Items>
-- Start --
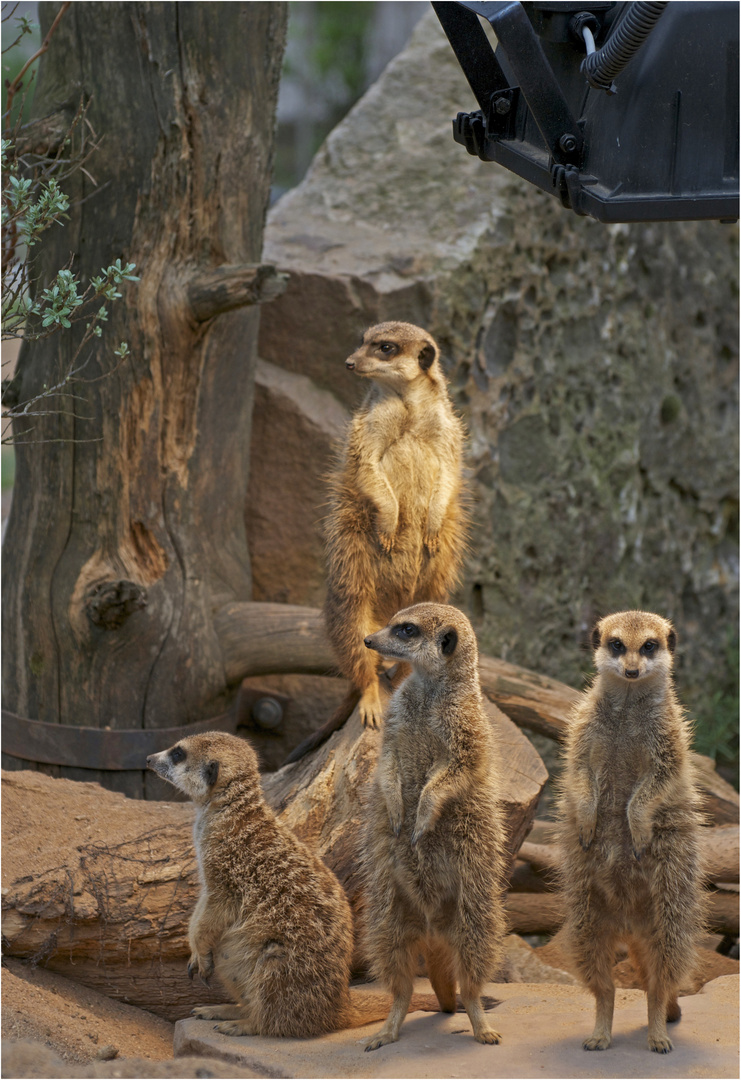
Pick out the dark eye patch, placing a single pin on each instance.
-- End --
-- Start --
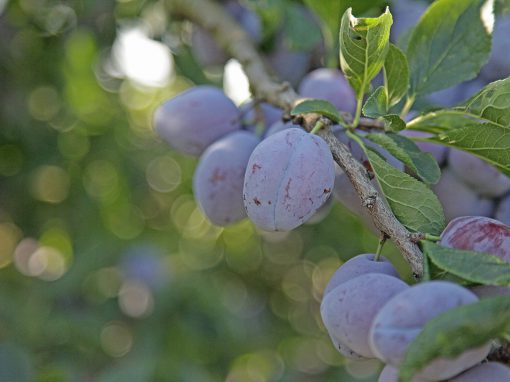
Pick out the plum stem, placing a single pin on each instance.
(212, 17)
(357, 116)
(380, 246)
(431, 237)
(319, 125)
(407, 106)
-- End --
-- Start --
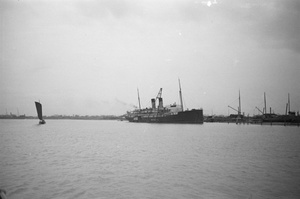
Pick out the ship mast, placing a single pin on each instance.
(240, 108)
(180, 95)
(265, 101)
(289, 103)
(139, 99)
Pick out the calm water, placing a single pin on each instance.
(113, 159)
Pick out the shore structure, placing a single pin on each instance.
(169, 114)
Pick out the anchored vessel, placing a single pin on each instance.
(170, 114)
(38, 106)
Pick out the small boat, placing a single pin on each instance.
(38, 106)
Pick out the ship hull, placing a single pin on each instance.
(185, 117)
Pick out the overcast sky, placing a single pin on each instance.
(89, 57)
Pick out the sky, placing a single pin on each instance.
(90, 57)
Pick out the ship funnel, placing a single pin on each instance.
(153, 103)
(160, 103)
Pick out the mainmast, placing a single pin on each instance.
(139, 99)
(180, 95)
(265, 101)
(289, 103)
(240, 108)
-- End --
Written instruction> Locate every line in the listing above that contains the word "ship", and copy each of those lines out.

Correct output>
Pick out the ship mast, placing a single pin on each instance.
Pick out the ship hull, placing a single pin on each instance.
Pick out the ship funnel, placing a single pin on each instance.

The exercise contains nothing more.